### Requirements
• a. According to the article on disability income insurance, what share of U.S. workers either have no long-term disability income coverage or have coverage they believe is inadequate?
• b. Resume the article on disability income insurance after its final line by writing the section that belongs under its last heading.

### Selection
Make Disability Income Benefits a Priority
By John C. Morris
Insurance, Benefits, Investments and Financial Planning: for
individuals, each of these areas can play an important role in the formulation
of a sound financial strategy. However, for professionals and business owners,
the area of Benefits often takes center stage because of its significant cost
to employers and its substantial benefit to employees.
In the Benefits area, one of the challenges faced in developing
a sound benefits program for business clients and professionals is how to provide
a comprehensive and effective program while maintaining cost efficiency for
the program as a whole. In order to accomplish this goal, the many (and sometimes
competing) benefit needs of the business or practice and its employees must
be taken into account.
The two most talked-about employee benefits are usually health
insurance and retirement plans, and while they are both important and integral
to a sound benefits plan there is another equally important yet often-overlooked
benefit: disability income (DI) insurance. In light of a 2001 study conducted
by the Consumer Federation of America and the American Council of Life Insurers,
which reported that “a large majority of U.S. workers, 82 percent, either
have no long-term disability income coverage, or coverage they believe is inadequate”,
it seems that neither individuals nor businesses are making disability income
insurance a priority.
Why is DI Insurance So Important?

### Source data
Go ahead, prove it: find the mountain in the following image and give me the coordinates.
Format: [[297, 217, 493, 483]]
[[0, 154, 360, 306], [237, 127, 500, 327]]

### Expected responses
• a. 82 percent

• b.
The virtual elimination or significant reduction in income
that can result from an illness or injury can redirect the course of one’s
life and have far-reaching consequences for your family. All of a sudden, providing
life’s necessities (food, housing, clothing, etc.) could constrain your
ability to provide life’s niceties (a car, college for your children,
savings for retirement, etc.), and eliminate life’s luxuries (vacation,
travel, a second home, etc.).
Why do many companies not include DI insurance in their benefit
offerings? The answer obviously differs for each individual company; however,
the most common feedback suggests that the rising costs for health insurance
dominate benefits budgets and reduce the variety and value of other benefits
that can be offered. This is certainly a valid concern, though not an insurmountable
one.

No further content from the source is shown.